Stated task:
Reproduce every line from the one containing "like [699, 702]." down to the one containing "[1005, 254]", both ends included, and output only those lines. Scale each answer coordinate by 2.55 and round it to a whole number with halves rounded up, keeping all other text and numbers unchanged.

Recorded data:
● ● ● ●
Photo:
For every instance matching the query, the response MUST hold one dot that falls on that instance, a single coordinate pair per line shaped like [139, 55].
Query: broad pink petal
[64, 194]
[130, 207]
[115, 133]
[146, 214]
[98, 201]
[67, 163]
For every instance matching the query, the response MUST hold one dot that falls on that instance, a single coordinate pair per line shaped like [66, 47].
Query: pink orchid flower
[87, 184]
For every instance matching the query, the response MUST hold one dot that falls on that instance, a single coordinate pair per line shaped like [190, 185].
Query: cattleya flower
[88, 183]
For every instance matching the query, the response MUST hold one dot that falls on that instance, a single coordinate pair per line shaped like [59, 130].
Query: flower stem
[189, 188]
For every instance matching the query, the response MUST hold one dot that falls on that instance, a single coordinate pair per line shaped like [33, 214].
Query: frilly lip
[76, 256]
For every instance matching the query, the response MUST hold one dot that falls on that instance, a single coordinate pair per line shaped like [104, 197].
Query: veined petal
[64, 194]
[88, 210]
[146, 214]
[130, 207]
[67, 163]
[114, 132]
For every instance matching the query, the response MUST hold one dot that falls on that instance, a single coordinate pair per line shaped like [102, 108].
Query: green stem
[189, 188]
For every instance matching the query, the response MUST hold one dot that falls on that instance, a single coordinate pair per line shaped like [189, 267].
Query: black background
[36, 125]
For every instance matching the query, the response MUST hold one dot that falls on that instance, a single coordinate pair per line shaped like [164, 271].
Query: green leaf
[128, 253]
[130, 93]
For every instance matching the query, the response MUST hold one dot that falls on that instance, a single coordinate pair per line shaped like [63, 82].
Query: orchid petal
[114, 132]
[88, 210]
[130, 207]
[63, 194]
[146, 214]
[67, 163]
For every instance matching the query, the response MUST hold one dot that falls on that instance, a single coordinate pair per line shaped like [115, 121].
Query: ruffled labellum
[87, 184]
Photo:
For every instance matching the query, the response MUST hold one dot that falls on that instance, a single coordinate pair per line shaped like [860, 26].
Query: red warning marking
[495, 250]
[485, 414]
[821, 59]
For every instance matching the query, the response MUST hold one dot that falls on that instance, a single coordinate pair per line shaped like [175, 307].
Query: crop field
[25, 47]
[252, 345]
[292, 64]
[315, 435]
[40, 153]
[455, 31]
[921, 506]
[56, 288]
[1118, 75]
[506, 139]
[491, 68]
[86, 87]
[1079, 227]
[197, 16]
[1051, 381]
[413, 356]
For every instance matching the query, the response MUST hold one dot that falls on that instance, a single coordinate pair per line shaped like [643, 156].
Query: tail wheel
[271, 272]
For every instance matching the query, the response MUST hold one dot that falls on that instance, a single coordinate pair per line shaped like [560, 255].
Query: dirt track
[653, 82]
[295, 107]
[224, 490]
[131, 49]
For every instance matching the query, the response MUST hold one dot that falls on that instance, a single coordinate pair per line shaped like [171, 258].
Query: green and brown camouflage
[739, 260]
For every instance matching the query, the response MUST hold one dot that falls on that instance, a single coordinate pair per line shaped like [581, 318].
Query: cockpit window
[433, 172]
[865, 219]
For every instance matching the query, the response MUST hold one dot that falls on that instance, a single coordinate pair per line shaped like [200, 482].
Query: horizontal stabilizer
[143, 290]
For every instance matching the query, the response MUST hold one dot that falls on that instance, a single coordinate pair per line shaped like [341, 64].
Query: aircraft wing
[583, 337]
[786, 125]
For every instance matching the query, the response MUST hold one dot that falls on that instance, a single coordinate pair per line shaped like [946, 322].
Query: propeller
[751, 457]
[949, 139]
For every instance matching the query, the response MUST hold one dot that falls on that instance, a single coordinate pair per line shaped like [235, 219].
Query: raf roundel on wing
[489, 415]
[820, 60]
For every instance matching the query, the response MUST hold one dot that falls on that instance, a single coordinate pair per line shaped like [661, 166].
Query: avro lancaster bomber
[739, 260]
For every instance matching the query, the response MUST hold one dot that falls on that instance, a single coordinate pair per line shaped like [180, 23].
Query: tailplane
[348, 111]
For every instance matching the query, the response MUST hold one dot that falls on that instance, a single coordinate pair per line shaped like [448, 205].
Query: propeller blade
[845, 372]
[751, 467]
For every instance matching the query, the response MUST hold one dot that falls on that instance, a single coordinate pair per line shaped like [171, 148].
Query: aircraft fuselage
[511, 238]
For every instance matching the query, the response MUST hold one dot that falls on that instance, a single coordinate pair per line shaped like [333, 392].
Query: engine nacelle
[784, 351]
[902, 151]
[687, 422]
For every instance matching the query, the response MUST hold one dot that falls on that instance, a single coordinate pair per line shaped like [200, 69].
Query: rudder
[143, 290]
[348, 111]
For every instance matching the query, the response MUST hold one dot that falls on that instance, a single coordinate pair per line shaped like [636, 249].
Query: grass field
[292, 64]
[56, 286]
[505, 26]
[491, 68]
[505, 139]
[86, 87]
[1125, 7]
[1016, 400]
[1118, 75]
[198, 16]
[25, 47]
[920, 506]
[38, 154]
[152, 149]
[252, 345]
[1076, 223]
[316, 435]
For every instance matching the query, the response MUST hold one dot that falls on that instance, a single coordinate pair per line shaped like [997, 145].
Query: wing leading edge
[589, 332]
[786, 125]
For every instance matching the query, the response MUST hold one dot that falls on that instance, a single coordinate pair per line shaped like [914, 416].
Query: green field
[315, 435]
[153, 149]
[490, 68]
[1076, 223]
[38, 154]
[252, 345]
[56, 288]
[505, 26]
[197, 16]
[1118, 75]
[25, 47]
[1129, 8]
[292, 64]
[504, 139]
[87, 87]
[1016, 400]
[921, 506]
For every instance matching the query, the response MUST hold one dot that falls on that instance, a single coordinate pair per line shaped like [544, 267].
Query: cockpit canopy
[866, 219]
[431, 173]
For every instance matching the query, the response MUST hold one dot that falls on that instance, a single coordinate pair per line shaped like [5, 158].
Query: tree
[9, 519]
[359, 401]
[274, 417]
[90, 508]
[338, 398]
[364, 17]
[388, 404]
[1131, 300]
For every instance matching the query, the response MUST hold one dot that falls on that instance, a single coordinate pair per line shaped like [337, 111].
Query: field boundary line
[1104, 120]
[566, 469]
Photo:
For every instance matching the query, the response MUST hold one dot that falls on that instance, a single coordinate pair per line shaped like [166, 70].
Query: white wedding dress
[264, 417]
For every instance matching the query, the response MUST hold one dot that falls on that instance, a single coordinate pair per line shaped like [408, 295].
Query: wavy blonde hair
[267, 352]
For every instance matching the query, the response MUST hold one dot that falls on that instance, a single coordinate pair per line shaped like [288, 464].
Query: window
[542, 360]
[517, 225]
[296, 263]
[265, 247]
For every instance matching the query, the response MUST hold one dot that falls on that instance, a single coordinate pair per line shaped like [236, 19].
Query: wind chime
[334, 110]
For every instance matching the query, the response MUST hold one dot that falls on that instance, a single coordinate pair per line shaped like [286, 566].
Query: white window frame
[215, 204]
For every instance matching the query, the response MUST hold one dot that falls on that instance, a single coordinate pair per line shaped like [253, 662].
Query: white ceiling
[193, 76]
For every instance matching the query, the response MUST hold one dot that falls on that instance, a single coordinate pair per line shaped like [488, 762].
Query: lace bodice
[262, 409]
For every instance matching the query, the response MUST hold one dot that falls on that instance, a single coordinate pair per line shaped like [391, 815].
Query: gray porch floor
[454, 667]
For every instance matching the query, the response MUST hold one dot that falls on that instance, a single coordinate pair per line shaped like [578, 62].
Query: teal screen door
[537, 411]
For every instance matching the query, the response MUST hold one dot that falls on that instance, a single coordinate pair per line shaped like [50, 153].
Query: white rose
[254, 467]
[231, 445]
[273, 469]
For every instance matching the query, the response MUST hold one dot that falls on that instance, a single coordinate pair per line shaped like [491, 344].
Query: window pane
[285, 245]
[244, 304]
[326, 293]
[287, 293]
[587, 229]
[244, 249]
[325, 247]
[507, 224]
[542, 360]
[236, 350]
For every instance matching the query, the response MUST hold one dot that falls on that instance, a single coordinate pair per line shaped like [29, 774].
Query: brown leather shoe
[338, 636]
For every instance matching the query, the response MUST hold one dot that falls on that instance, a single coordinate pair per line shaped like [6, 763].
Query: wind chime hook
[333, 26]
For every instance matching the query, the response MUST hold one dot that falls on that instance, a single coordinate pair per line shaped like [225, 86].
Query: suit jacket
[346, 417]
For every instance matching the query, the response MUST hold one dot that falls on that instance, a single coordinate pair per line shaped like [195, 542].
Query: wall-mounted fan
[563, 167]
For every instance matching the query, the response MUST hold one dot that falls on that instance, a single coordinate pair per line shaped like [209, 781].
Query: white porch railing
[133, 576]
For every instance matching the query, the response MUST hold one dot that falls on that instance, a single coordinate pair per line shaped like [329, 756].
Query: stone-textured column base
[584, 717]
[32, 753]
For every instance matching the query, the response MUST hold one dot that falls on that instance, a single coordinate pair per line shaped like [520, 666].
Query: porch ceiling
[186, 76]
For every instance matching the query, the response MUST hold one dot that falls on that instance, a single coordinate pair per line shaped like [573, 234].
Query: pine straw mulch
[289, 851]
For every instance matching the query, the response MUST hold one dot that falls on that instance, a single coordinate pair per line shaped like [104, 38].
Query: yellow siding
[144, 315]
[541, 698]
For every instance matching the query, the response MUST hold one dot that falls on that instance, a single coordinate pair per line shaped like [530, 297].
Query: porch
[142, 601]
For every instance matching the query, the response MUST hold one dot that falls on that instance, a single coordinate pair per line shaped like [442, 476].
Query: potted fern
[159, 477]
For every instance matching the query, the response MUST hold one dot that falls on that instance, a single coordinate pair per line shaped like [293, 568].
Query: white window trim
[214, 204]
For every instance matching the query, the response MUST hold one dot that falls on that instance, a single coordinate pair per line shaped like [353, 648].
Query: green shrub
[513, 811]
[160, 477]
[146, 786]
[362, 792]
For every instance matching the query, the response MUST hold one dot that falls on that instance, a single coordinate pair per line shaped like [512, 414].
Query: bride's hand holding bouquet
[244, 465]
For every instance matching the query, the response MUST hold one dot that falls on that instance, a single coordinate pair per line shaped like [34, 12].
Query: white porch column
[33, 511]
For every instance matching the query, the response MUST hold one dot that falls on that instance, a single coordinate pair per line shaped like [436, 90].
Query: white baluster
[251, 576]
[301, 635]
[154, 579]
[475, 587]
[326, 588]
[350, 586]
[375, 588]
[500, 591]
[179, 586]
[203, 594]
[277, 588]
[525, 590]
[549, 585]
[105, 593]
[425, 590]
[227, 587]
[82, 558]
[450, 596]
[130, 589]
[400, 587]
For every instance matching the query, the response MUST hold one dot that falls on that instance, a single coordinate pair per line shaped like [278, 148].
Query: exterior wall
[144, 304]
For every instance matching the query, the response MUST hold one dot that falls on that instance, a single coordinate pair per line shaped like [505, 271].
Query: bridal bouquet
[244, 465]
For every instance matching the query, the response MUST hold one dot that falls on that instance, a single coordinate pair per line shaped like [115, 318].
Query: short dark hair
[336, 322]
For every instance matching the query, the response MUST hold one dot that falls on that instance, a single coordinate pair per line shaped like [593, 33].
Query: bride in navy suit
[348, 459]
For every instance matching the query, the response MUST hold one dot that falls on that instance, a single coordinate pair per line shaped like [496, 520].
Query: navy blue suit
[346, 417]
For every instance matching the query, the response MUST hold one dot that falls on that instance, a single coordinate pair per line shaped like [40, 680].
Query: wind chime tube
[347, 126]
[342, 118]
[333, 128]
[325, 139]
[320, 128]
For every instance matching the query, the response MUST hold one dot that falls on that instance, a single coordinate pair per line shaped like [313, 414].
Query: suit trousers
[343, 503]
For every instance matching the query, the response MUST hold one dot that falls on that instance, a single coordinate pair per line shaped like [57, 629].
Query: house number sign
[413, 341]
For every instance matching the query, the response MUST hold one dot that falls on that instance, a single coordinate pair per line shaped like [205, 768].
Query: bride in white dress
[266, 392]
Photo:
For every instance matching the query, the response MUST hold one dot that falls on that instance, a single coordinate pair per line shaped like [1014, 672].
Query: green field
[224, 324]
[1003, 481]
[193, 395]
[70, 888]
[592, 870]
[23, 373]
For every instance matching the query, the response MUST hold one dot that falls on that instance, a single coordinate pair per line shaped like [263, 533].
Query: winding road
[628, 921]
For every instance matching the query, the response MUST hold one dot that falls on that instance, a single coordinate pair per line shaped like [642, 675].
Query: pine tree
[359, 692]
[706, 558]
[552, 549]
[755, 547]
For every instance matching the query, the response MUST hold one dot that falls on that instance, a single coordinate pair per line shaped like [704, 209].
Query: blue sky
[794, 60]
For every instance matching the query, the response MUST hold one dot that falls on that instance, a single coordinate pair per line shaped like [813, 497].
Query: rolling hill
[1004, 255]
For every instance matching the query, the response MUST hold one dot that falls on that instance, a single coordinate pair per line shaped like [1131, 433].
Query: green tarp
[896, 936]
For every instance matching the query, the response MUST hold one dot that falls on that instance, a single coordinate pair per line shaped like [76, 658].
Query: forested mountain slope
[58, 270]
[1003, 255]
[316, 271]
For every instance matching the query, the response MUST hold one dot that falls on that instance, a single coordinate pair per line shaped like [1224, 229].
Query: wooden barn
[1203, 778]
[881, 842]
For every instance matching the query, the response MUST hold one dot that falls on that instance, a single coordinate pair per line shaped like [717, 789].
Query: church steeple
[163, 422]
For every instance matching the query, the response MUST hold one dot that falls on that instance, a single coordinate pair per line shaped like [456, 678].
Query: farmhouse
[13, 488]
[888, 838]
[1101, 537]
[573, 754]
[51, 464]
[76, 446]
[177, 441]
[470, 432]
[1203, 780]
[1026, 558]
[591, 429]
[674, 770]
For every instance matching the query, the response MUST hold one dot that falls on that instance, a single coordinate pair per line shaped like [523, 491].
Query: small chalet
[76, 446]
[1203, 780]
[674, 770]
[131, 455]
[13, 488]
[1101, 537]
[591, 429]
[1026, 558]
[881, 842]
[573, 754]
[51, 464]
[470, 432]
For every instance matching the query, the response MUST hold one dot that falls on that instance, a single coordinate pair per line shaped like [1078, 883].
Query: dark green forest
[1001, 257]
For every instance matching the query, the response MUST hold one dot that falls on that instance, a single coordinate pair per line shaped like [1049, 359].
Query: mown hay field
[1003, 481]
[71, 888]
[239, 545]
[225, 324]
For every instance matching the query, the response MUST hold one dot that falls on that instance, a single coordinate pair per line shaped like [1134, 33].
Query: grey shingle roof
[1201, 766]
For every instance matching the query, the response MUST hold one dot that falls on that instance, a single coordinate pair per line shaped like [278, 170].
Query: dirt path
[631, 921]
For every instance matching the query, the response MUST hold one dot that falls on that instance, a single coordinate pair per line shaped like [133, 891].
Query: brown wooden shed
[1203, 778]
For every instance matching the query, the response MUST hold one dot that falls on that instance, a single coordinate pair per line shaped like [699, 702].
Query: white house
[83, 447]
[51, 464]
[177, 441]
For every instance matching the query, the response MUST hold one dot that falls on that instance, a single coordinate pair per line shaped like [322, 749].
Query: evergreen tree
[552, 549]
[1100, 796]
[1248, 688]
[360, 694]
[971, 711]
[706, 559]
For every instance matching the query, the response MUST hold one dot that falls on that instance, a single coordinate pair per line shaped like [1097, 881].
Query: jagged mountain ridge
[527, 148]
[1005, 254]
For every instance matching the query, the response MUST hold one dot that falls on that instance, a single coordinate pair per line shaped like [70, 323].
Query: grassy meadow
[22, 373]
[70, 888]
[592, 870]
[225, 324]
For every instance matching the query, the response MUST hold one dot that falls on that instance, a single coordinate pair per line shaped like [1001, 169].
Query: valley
● ● ● ●
Task result:
For every instance matching the query, the response MUST hold one dot that falls on that instance, a single coordinate pair per line shaped like [699, 702].
Query: white house
[212, 1140]
[130, 1183]
[451, 1125]
For every instance matching the query, the response MUST hold one dot that falls on that instance, a single coordinate pair per line shaped like [322, 749].
Query: evergreen tree
[1408, 1400]
[2805, 2030]
[3182, 1754]
[918, 1770]
[2476, 1813]
[1800, 1425]
For every instance matching the query, the response MUST hold one dot that falls on that instance, a single coordinate pair per line shaped like [1097, 881].
Query: jagged mountain ridge
[1344, 377]
[2563, 648]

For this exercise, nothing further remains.